WHAT TO DO -
List every person the financial regulation roundup mentions by name.

----- EXCERPT TO READ -----

In the Northern Irish elections, the Democratic Unionist Party lost its overall majority, finishing with just one seat more than Sinn Féin; Gerry Adams said the result was a re-assertion of his call for special designated status for Ireland post-BREXIT. AIB Bank in Ireland announced its first dividend since the 2008 crash, and was the subject of speculation of a return to the stock market next year. President Trump addressed Congress with a well-received policy speech but further turmoil followed when Attorney General Jeff Sessions was shown not to have disclosed meetings with Russia’s US ambassador during the election campaign. Below we capture the main stories in financial regulation over the last two weeks.
Dail Deputy Kevin Moran introduced the ‘Keeping People in their Homes Bill 2017’, which aims to introduce the principle of proportionality into the context of repossession proceedings and to amend the Land and Conveyancing Law Reform Act 2009. The Competition and Consumer Protection Commission published a public consultation on the future of the Irish mortgage market, which focuses on market structure, legislation and regulation. It is part of the work requested by the government under the Programme for Partnership Government. Responses are requested for 20th March 2017.
The Central Bank published data on the credit union sector for the period 2011 to 2016. The data showed that there had been an increase in credit union assets by €2bn to €16bn. The ability of credit unions to withstand stress was judged to have improved, with an average capital ratio of 16 per cent. Credit quality of loans had improved but there remained concern over variations seen across different unions.
The Central Bank published its Review of Motor Claims Handling, a thematic inspection of five insurance companies representing the majority of the Irish market. The inspection focused on the claims process, with respect to the requirements of the Consumer Protection Code 2012. The negative feedback included the time taken to handle claims, which ranged from 4 weeks to 16 weeks, and confusion over the claims assessors handling the claims. The Central Bank did conclude that the insurers were treating customers fairly when dealing with write-off valuations. Consumer research also showed that 74% of consumers questioned agreed that insurers had treated them fairly.

----- SOURCE EXCERPT -----

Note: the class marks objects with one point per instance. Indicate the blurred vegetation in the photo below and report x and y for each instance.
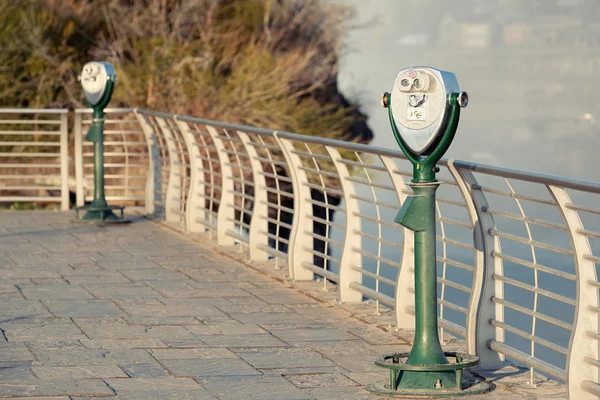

-----

RESULT OF THE TASK -
Gerry Adams, President Trump, Jeff Sessions, Kevin Moran